I would like every record below transcribed exactly as it is.

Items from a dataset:
* * * * * * * * *

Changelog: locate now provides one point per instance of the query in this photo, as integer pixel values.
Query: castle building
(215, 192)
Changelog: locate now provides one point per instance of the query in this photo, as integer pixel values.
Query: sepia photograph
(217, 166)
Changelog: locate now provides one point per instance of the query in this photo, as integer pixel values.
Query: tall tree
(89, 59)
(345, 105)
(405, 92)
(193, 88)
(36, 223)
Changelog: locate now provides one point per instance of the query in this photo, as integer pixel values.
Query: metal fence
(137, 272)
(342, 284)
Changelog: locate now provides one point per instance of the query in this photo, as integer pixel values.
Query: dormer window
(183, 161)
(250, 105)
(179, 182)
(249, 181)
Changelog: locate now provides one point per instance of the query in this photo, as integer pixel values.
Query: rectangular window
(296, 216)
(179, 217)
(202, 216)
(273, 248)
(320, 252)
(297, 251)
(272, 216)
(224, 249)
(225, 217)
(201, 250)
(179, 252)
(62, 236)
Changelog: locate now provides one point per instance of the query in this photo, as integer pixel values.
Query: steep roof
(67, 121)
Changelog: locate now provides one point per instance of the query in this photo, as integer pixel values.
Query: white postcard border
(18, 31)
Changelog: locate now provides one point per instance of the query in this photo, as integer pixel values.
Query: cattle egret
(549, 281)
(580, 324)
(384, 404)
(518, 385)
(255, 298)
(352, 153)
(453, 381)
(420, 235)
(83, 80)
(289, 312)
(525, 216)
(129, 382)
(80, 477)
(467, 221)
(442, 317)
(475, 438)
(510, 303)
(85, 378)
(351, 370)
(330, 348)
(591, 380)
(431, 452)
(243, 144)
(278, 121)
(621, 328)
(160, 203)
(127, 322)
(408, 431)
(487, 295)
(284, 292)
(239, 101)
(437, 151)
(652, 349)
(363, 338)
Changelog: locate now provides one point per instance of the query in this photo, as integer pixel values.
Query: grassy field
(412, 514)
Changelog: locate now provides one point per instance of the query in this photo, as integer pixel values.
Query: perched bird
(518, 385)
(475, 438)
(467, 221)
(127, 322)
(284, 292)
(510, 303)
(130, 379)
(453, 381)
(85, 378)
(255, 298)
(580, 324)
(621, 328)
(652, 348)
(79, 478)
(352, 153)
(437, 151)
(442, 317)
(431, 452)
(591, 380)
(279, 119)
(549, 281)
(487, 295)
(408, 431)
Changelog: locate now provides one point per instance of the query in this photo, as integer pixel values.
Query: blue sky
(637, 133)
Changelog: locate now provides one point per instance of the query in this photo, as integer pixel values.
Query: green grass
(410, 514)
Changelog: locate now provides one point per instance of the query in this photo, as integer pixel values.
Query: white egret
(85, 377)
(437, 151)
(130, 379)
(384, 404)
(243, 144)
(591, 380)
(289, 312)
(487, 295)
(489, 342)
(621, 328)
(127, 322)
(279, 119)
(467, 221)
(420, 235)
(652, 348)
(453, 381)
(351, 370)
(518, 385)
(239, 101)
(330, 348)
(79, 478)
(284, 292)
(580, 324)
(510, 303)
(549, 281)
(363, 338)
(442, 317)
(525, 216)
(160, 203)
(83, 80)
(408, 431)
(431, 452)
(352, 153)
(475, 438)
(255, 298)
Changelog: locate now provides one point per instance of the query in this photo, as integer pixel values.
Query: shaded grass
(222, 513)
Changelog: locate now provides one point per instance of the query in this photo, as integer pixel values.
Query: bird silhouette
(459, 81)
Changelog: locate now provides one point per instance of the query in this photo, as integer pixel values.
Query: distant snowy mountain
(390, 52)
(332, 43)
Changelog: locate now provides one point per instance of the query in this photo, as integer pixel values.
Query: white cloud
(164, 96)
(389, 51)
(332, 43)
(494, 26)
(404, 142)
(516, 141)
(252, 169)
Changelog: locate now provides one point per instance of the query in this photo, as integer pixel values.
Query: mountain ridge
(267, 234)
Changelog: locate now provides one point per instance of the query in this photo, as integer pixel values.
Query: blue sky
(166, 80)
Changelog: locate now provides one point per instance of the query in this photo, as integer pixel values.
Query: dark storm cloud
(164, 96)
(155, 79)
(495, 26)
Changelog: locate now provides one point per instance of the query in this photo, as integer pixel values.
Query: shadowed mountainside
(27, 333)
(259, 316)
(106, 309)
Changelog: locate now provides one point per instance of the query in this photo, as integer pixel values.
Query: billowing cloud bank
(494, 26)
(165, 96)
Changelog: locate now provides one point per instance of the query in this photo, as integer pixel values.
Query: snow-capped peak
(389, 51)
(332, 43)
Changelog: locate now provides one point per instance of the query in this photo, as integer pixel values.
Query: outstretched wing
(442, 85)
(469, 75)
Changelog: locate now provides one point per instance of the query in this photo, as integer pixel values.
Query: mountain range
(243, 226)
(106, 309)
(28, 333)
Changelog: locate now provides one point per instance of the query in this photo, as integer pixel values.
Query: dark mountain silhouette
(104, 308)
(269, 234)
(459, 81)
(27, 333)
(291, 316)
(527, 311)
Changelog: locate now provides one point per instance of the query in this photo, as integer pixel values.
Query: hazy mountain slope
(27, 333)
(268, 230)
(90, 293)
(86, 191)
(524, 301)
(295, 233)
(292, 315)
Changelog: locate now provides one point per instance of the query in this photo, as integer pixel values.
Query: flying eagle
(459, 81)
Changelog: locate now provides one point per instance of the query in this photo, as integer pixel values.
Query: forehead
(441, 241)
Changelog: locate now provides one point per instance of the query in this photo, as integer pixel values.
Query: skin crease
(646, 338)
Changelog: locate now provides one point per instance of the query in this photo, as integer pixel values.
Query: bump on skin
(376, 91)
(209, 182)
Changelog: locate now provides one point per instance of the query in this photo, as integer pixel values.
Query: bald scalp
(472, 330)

* * * * * * * * *

Exercise result:
Changelog: locate now provides one point per instance of the query in this photo, as integer pixel values.
Query: castle building
(215, 192)
Changelog: locate now provides one point per instance of the query in this photo, as integer pixel values.
Query: sepia photograph
(217, 166)
Changelog: locate now provides one point per instance of the query in this photo, as integer pixel values.
Query: tall tree
(89, 59)
(345, 105)
(405, 92)
(193, 88)
(36, 223)
Changelog: locate now provides one point per instance of the query in this photo, as integer pixel values.
Query: metal fence
(137, 272)
(342, 284)
Changelog: locate now provides one point per instance of the query in this photo, as integer pixel values.
Query: dormer window
(183, 161)
(250, 105)
(179, 182)
(249, 181)
Changelog: locate now provides one point per instance of the query in this photo, as integer pixel values.
Query: rectangular window
(296, 216)
(179, 217)
(202, 216)
(273, 248)
(320, 252)
(297, 251)
(272, 216)
(224, 249)
(225, 217)
(201, 250)
(179, 252)
(62, 236)
Changelog: locate now provides one point per instance of the query in this photo, as integer pixel values.
Query: steep roof
(67, 121)
Changelog: locate now provides one point per instance of the query in this photo, as integer pixel values.
Query: white postcard border
(18, 31)
Changelog: locate now provides one point per instance of the query in this photo, as integer pixel values.
Query: cattle egret
(549, 281)
(580, 324)
(384, 404)
(518, 385)
(255, 298)
(352, 153)
(453, 381)
(420, 235)
(83, 80)
(289, 312)
(525, 216)
(129, 382)
(80, 477)
(467, 221)
(442, 317)
(475, 438)
(510, 303)
(85, 378)
(351, 370)
(330, 348)
(591, 380)
(431, 452)
(243, 144)
(278, 121)
(621, 328)
(160, 203)
(127, 322)
(408, 431)
(487, 295)
(284, 292)
(239, 101)
(437, 151)
(652, 349)
(363, 338)
Changelog: locate now provides one point per instance of the query in this photo, as integer pixel values.
Query: grassy field
(412, 514)
Changelog: locate now provides one point per instance of the query in this photo, as integer pixel values.
Query: perched bird
(518, 385)
(475, 438)
(467, 221)
(127, 322)
(284, 292)
(510, 303)
(130, 379)
(453, 381)
(85, 378)
(255, 298)
(580, 324)
(621, 328)
(652, 348)
(79, 478)
(352, 153)
(437, 151)
(442, 317)
(431, 452)
(591, 380)
(279, 119)
(549, 281)
(487, 295)
(408, 431)
Changelog: locate now provides one point per instance of the query in this photo, as integer pixel values.
Query: blue sky
(637, 133)
Changelog: locate now provides one point per instance of the query in this photo, as integer pixel values.
Query: green grass
(410, 514)
Changelog: locate now provides one point per instance of the query in this photo, as integer pixel values.
Query: white egret
(85, 377)
(437, 151)
(130, 379)
(384, 404)
(243, 144)
(591, 380)
(289, 312)
(487, 295)
(489, 342)
(621, 328)
(127, 322)
(279, 119)
(467, 221)
(420, 235)
(652, 348)
(453, 381)
(351, 370)
(518, 385)
(239, 101)
(330, 348)
(79, 478)
(284, 292)
(580, 324)
(510, 303)
(549, 281)
(363, 338)
(442, 317)
(525, 216)
(160, 203)
(83, 80)
(408, 431)
(431, 452)
(352, 153)
(475, 438)
(255, 298)
Changelog: locate now provides one point per instance of the query in this photo, as integer pixel values.
Query: shaded grass
(222, 513)
Changelog: locate now provides one point per instance of the query in this photo, as integer pixel values.
Query: bird silhouette
(459, 81)
Changelog: locate now provides one point per instance of the query in this photo, as integer pixel values.
Query: distant snowy mountain
(390, 52)
(332, 43)
Changelog: locate now provides one point per instance of the query in this photo, as integer pixel values.
Query: white cloud
(164, 96)
(389, 51)
(332, 43)
(494, 26)
(404, 142)
(516, 141)
(252, 169)
Changelog: locate now provides one point per instance of the query in this photo, as integer pixel values.
Query: mountain ridge
(267, 234)
Changelog: locate now provides one point per instance of the query in this photo, as integer pixel values.
Query: blue sky
(166, 80)
Changelog: locate now provides one point per instance of the query in this photo, as integer pixel values.
Query: dark storm cloud
(164, 96)
(155, 79)
(495, 26)
Changelog: locate now provides one point per instance of the query in this photo, as integer pixel values.
Query: shadowed mountainside
(27, 333)
(259, 316)
(106, 309)
Changelog: locate now provides one point per instance of the query in this photo, as integer pixel values.
Query: billowing cloud bank
(494, 26)
(165, 96)
Changelog: locate now provides one point per instance of the query in this photo, as integer pixel values.
Query: snow-capped peak
(389, 51)
(332, 43)
Changelog: locate now provides one point per instance of the query in this photo, as integer pixel values.
Query: outstretched wing
(442, 85)
(469, 75)
Changelog: locate now provides one point per instance of the query in this photo, as integer pixel values.
Query: mountain range
(243, 226)
(106, 309)
(28, 333)
Changelog: locate now provides one point per instance of the query in this photo, as integer pixel values.
Query: dark mountain silhouette
(104, 308)
(269, 234)
(459, 81)
(27, 333)
(291, 316)
(527, 311)
Changelog: locate now provides one point per instance of the query in this photo, as integer pixel values.
Query: hazy mountain slope
(27, 333)
(268, 230)
(90, 293)
(86, 191)
(524, 301)
(295, 233)
(292, 315)
Changelog: locate now provides one point per instance of the query in this photo, as integer pixel values.
Query: flying eagle
(459, 81)
Changelog: locate now provides one point per instance of the query in this photo, as integer pixel values.
Query: forehead
(441, 241)
Changelog: locate now provides one point per instance of the query in this photo, as integer pixel values.
Query: skin crease
(646, 338)
Changelog: locate now provides one point per instance of the query in this photo, as integer pixel values.
Query: bump on skin
(376, 91)
(209, 182)
Changelog: locate now provides one point per instance of the query in this photo, as integer pixel values.
Query: bald scalp
(472, 330)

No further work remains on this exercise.